Work order » Say how many lines in the entries contain "list", giving only the number.

- - -

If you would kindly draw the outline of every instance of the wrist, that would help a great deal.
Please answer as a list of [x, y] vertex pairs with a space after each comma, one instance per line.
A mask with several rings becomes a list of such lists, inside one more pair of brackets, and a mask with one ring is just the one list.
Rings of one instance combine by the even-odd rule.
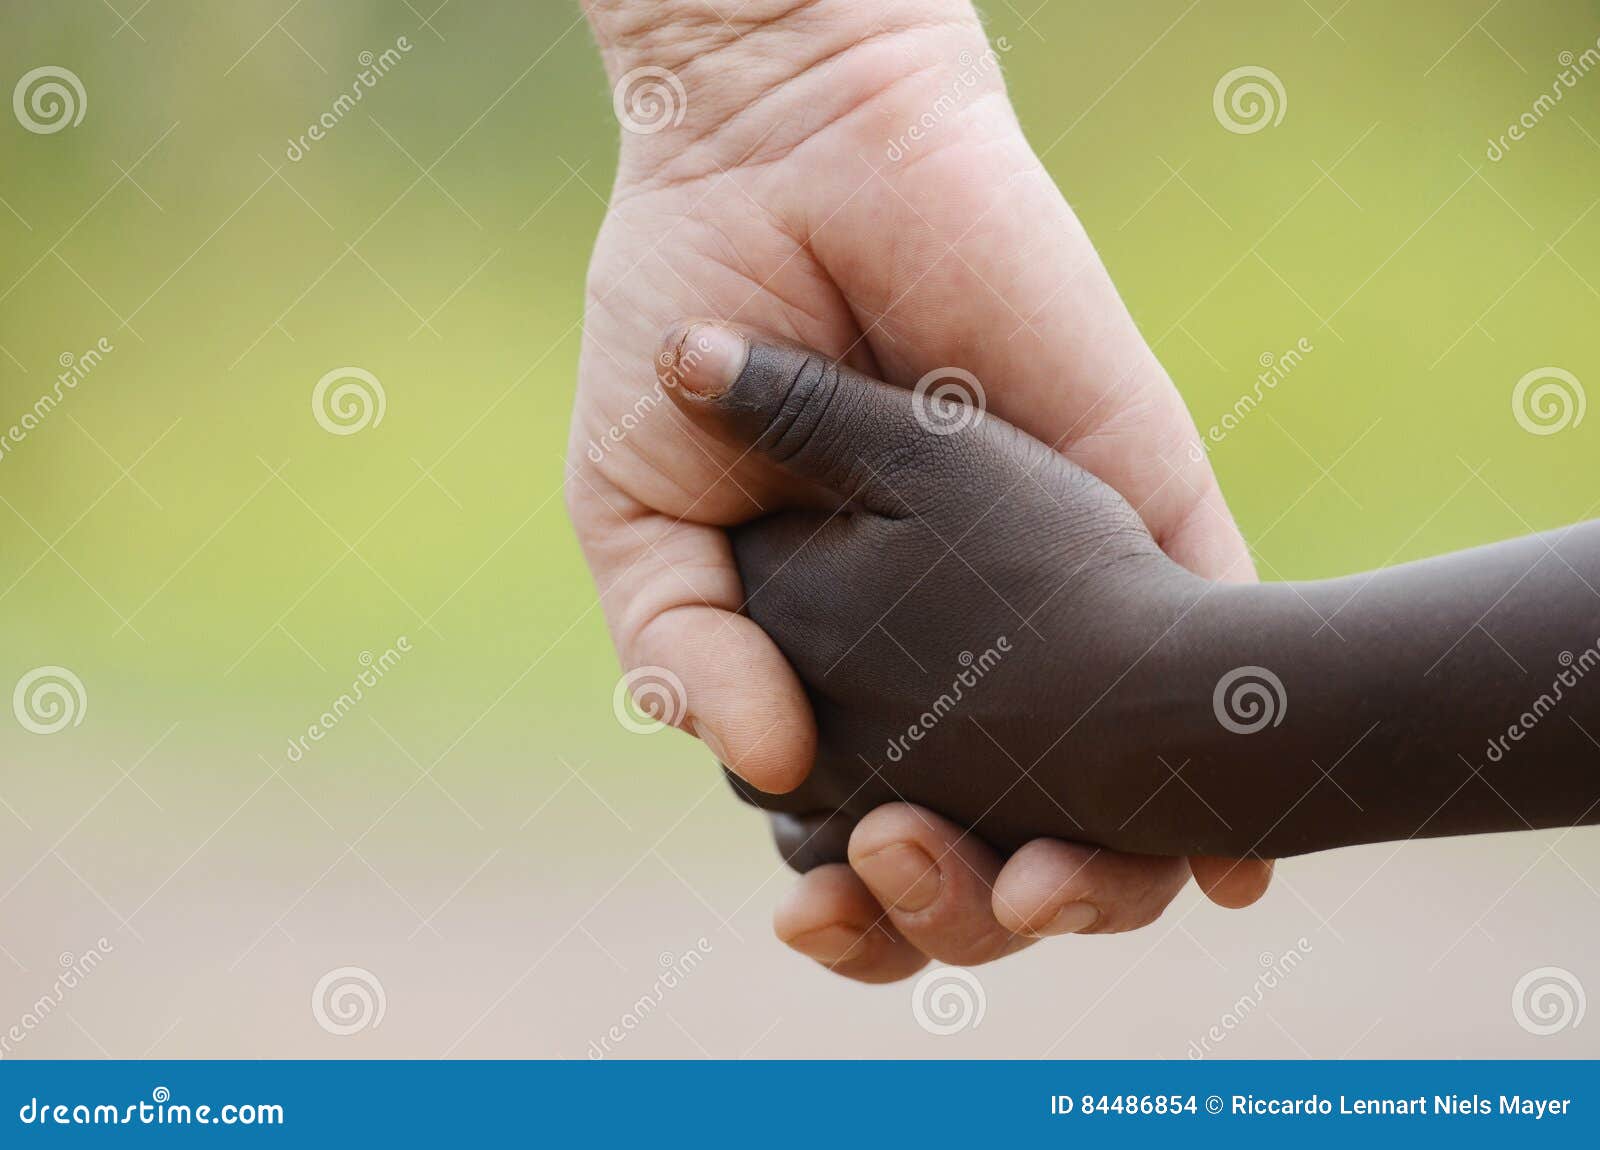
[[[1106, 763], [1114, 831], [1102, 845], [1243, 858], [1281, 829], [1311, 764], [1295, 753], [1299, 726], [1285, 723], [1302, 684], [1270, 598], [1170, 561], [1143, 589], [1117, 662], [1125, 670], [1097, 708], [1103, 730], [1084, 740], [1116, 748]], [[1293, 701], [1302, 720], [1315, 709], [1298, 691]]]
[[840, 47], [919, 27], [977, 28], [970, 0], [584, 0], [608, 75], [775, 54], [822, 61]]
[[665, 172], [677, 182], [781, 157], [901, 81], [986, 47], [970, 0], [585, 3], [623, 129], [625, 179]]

- - -

Result » 2